* [Exercise instructions]: From the passage on the art world below, print the stretch from "However, even as" through "up for grabs." word for word.

* [Passage provided]:

The works of Koons, Hirst, Emin, Banksy, Abramovic and Wiley are examples catering to elite decadence with divisive, ludicrously pricy non-art.
In the years I’ve participated in the arts, I’ve watched the blue chip artists most emphasized by the Postmodernized cultural institutions gradually mutate from the abstract, to ridiculous Conceptual artists in 1990s, to now promoting identity ideology, all the time.
The mask is finally off, establishment art is just another cog in the Maoist Cultural Revolution our elites are fomenting.
Call Postmodernsim what it really is: a euphemism for a communist power grab, which is itself ultimately thinly veiled Satanism.
However, even as the captured art world subtly spreads toxicity throughout society, few are actually engaged with current art practices. I don’t have firm numbers to support this, but I would not be surprised if a good 90 percent of the population is not buying what elitist culture is selling.
The people do not understand though ignoring the bad art is not enough, because the fake art still taints public life.
So how do we fight back in the arts, the culture, and the downstream politics?
In a way, it will be easy. Art is up for grabs.

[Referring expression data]
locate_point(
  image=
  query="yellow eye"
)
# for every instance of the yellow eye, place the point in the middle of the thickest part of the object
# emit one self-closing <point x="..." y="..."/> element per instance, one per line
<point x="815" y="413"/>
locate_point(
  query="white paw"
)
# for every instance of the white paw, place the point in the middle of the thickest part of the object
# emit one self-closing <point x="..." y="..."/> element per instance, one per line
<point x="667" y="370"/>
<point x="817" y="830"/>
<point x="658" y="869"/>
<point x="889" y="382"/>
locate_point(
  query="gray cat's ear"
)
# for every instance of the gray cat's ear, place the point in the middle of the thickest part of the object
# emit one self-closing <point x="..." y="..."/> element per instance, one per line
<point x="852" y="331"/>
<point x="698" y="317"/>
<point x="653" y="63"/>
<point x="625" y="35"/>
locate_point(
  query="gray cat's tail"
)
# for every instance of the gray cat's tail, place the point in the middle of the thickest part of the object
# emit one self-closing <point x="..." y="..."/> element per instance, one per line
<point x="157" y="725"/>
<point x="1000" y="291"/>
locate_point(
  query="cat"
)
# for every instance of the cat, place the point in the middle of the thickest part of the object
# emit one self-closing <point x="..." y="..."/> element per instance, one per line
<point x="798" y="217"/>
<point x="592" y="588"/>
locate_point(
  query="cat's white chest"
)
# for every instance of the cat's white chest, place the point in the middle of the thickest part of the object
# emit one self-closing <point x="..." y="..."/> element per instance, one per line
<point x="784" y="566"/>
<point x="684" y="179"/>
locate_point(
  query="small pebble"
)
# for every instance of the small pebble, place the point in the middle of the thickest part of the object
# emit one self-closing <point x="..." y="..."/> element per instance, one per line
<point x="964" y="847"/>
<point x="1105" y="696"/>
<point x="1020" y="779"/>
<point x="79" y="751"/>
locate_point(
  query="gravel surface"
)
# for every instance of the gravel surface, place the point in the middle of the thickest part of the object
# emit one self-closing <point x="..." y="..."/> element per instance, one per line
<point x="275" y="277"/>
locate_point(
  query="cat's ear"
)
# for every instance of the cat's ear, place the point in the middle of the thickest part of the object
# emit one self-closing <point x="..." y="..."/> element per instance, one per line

* [Solution to the exercise]:
However, even as the captured art world subtly spreads toxicity throughout society, few are actually engaged with current art practices. I don’t have firm numbers to support this, but I would not be surprised if a good 90 percent of the population is not buying what elitist culture is selling.
The people do not understand though ignoring the bad art is not enough, because the fake art still taints public life.
So how do we fight back in the arts, the culture, and the downstream politics?
In a way, it will be easy. Art is up for grabs.